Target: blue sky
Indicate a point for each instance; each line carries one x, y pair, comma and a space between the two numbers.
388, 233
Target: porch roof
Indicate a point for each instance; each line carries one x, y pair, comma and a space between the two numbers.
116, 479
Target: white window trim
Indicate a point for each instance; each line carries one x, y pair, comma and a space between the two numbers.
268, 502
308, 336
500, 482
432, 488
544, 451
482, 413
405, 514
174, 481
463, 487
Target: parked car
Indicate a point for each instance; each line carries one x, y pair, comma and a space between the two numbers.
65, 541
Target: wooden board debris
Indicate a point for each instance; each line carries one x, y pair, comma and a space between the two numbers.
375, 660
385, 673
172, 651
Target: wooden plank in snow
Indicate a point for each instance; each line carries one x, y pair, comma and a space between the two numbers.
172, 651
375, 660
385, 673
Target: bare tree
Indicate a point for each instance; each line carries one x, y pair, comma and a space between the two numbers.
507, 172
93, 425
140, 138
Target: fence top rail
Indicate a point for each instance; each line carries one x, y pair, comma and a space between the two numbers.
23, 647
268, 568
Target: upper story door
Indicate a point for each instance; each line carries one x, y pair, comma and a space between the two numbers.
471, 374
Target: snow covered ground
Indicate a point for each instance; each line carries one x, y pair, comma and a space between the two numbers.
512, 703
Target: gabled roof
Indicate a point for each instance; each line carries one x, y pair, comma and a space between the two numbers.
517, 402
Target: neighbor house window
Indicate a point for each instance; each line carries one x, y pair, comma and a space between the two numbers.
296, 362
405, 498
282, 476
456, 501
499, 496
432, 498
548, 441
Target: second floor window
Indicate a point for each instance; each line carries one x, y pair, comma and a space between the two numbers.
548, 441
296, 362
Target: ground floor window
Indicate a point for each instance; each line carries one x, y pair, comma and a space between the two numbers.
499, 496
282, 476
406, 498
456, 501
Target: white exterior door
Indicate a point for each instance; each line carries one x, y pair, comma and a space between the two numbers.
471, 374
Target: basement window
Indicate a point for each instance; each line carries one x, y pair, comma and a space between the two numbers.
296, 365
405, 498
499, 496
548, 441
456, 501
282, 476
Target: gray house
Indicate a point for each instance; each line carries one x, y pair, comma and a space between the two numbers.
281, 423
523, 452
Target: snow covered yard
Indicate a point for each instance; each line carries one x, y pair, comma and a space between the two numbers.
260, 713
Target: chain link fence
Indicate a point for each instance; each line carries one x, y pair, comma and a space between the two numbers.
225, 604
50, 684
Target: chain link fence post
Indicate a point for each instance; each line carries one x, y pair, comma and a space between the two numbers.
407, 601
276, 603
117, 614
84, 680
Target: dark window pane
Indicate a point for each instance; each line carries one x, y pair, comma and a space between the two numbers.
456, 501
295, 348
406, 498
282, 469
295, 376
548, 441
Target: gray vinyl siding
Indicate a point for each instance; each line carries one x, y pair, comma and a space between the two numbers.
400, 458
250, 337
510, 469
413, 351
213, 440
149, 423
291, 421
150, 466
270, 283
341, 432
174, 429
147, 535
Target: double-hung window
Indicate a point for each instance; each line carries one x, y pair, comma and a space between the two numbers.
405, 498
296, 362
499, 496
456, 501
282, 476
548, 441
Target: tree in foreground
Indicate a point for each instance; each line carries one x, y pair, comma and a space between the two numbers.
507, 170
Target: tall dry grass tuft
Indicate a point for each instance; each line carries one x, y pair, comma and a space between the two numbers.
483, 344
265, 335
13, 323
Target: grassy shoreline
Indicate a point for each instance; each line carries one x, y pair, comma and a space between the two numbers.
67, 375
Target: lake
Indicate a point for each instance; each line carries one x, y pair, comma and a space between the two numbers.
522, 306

- - - -

Would you copy out each line exactly as written?

» **EXERCISE RESULT**:
Target: blue sky
Indicate a point for each instance; each line carries one x, y pair, comma and a space between the two numbers.
388, 233
Target: porch roof
Indicate a point for each instance; each line carries one x, y pair, comma and a space between the two numbers.
116, 479
Target: white window trim
Indicate a point for each instance; each line carries one x, y pair, comma and a space between the two numbers.
268, 502
308, 336
500, 482
432, 488
544, 451
482, 413
405, 514
174, 481
463, 487
Target: parked car
Indicate a point for each instance; each line carries one x, y pair, comma and a space between the two numbers.
65, 541
Target: wooden board debris
Indicate a point for each instance; each line carries one x, y pair, comma and a space between the two numbers.
375, 660
385, 673
172, 651
Target: wooden plank in snow
Indicate a point for each instance; each line carries one x, y pair, comma and a space between the two numbers.
172, 651
375, 660
385, 673
Target: bare tree
Indicate a point for each instance; each line carries one x, y pair, comma and a space between the two numbers.
507, 172
93, 425
140, 138
Target: fence top rail
Indicate a point for each instance; each line carries one x, y pair, comma and a space between the two numbers.
23, 647
268, 568
Target: upper story door
Indicate a point for each instance; each line carries one x, y pair, comma and a space between the two numbers.
471, 374
Target: snow covered ground
Indicate a point for each instance; each line carries one x, y pair, comma and a space between the two numbers.
512, 703
Target: gabled roof
Indicate a point for each instance; each line carries one x, y pair, comma and a space between the two numbers.
517, 402
Target: neighbor house window
Indicate a point for each instance; each line carries one x, y pair, comma and a space between the two numbers.
296, 362
405, 498
282, 476
456, 501
499, 496
432, 498
548, 441
Target: second floor window
Indicate a point for each instance; each line carries one x, y pair, comma and a space between the two numbers.
548, 441
296, 362
Target: ground floor window
Indicate a point for each instance; each line carries one x, y pair, comma and a space between the two numbers.
499, 496
282, 476
406, 498
456, 501
Target: white exterior door
Indicate a point for each instance; each line carries one x, y pair, comma and a space between the two numbers.
471, 374
Target: basement window
Indicate a point for each instance; each line carries one x, y pair, comma and a space between the two numbers.
296, 365
405, 498
499, 496
548, 441
456, 501
282, 476
Target: gray house
Indicate a point for each instance; each line carries one x, y pair, comma and a space between the two numbers.
281, 423
523, 452
Target: snow covered yard
Indicate a point for each instance; each line carries one x, y pair, comma and a space between the two numbers.
260, 713
Target: chain link fence
Indicate a point for each instance; each line carries one x, y pair, comma and a space between the two numbers.
225, 604
50, 684
Target: chain link fence post
Indicate a point for each instance; each line carries one x, y pair, comma and a space between the two numbers.
407, 601
276, 603
117, 614
84, 680
Target: dark window pane
Indicate a point for each instance; each line carries one x, y pair, comma and a space between the two numbers.
456, 501
295, 348
406, 498
282, 469
295, 376
548, 441
Target: gray vinyl siding
Indicate a point for each instance; each line carries one x, y pair, comma and a space between the two numbers.
400, 458
250, 337
510, 469
413, 351
213, 440
149, 423
291, 421
150, 466
270, 283
341, 432
174, 429
147, 535
Target: double-hung window
Indicate a point for each instance; each line carries one x, y pair, comma and a space between the two numbers.
405, 498
296, 362
499, 496
456, 501
282, 476
548, 441
Target: tree in foreground
Indicate a point for each instance; each line carries one x, y pair, comma and a space between the two numbers.
507, 170
Target: tall dry grass tuft
Indicate a point for each instance; each line carries one x, y pair, comma and a space between the two numbers.
483, 344
265, 335
13, 323
Target: grassy shoreline
Indicate a point for each instance; each line carries one x, y pair, comma and a space between the two numbers.
67, 375
Target: lake
Indicate a point for each instance; each line carries one x, y pair, comma and a space between the two numbers.
522, 306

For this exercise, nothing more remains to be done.